§ **Questions to answer**:
- A) In the MCP server documentation, what is the hard cap on the limit for listing tools?
- B) Echo the MCP server documentation between "The relative command" and "it's on $PATH.", inclusive.

§ **Text section**:
Read-only MCP (Model Context Protocol) server that exposes the store to LLM agents (Claude Code, Claude Desktop, any MCP-capable host). Lets an agent inspect experiments, runs, metrics, configs, lineage, models, and TODOs without writing Python.

Entry Point

python -m extract.mcp [--store PATH]
  • --store PATH — path to the .extract/ directory. Default: .extract (resolved relative to the server's cwd, which is the MCP host's cwd). Launching claude in a project folder automatically binds to that project's store.
  • Transport: stdio. Spawned by the MCP host as a subprocess; not invoked interactively.
  • Read-only. No tools that mutate the store in v1.

Registering with Claude Code

Add a project-scoped .mcp.json at the project root:

{
  "mcpServers": {
    "extract": {
      "command": ".venv/bin/python",
      "args": ["-m", "extract.mcp"]
    }
  }
}

The relative command resolves against Claude's cwd (= project root when launched there). For globally-installed Python: replace with the absolute path or python if it's on $PATH.

Tools

All 8 tools are read-only. Run IDs are ULIDs; agents discover them via list_runs / search and pass them to other tools verbatim. Listing tools share an envelope: {items, total, truncated}, default limit=50, hard cap 500 (clamps silently with limit_clamped: true).

list_experiments(prefix: str = "", limit: int = 50) -> dict

  • Lists experiments, optionally filtered by path prefix. Each item: {id, path, name, node_type, parent_id, n_runs}.

list_runs(experiment_id: str | None = None, limit: int = 50) -> dict

  • All runs (newest-first) or scoped to one experiment. Each item: {id, label, experiment_id, experiment_path, name, status, started_at, ended_at, tags, git_sha, hostname, config_summary}. config_summary is {n_keys, top_level_keys} — call get_run for the full config.

get_run(run_id: str) -> dict

  • Full detail: {id, experiment_id, experiment_path, name, label, status, started_at, ended_at, hostname, git_sha, tags, notes, config, metrics_final, metrics_available, run_params, artifacts, todos}. metrics_final is the headline value of each scalar metric; streaming curve histories are NOT included (use compare_runs with include_curves=True).

§ **Provided information**:
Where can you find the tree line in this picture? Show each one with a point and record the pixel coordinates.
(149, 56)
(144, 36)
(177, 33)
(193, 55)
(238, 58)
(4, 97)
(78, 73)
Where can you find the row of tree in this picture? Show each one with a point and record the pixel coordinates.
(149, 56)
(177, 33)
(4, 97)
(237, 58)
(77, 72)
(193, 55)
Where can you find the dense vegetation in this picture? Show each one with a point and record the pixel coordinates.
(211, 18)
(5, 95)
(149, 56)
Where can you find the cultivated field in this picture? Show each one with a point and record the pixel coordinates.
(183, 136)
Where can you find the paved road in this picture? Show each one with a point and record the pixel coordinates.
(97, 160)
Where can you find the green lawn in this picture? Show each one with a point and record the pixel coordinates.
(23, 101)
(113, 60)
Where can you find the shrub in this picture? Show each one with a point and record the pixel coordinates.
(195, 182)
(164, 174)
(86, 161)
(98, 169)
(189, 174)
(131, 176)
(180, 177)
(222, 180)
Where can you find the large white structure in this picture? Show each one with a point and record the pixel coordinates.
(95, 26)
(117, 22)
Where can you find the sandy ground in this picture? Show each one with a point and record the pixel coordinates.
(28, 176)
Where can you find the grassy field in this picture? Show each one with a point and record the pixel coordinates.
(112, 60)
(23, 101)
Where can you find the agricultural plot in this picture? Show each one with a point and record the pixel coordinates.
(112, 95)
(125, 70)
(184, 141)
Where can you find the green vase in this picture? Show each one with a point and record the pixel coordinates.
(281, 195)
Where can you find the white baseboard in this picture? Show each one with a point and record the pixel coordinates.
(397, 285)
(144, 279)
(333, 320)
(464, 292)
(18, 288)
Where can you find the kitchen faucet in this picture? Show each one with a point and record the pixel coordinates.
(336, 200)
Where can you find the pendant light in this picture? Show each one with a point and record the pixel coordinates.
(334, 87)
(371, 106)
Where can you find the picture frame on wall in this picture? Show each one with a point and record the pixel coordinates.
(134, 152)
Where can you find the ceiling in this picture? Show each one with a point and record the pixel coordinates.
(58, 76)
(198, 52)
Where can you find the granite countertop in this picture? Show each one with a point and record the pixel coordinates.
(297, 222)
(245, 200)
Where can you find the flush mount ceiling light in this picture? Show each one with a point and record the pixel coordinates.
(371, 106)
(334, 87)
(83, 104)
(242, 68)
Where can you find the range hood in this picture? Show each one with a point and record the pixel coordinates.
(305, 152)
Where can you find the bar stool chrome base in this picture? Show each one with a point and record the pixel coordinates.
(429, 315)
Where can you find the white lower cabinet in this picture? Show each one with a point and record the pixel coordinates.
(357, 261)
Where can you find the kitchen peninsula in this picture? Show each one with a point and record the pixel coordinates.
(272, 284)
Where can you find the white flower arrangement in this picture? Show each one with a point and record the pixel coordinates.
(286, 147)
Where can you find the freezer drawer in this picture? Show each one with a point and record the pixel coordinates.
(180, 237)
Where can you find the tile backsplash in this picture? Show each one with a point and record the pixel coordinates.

§ **Answers for the tasks**:
- A) 500

- B)
The relative command resolves against Claude's cwd (= project root when launched there). For globally-installed Python: replace with the absolute path or python if it's on $PATH.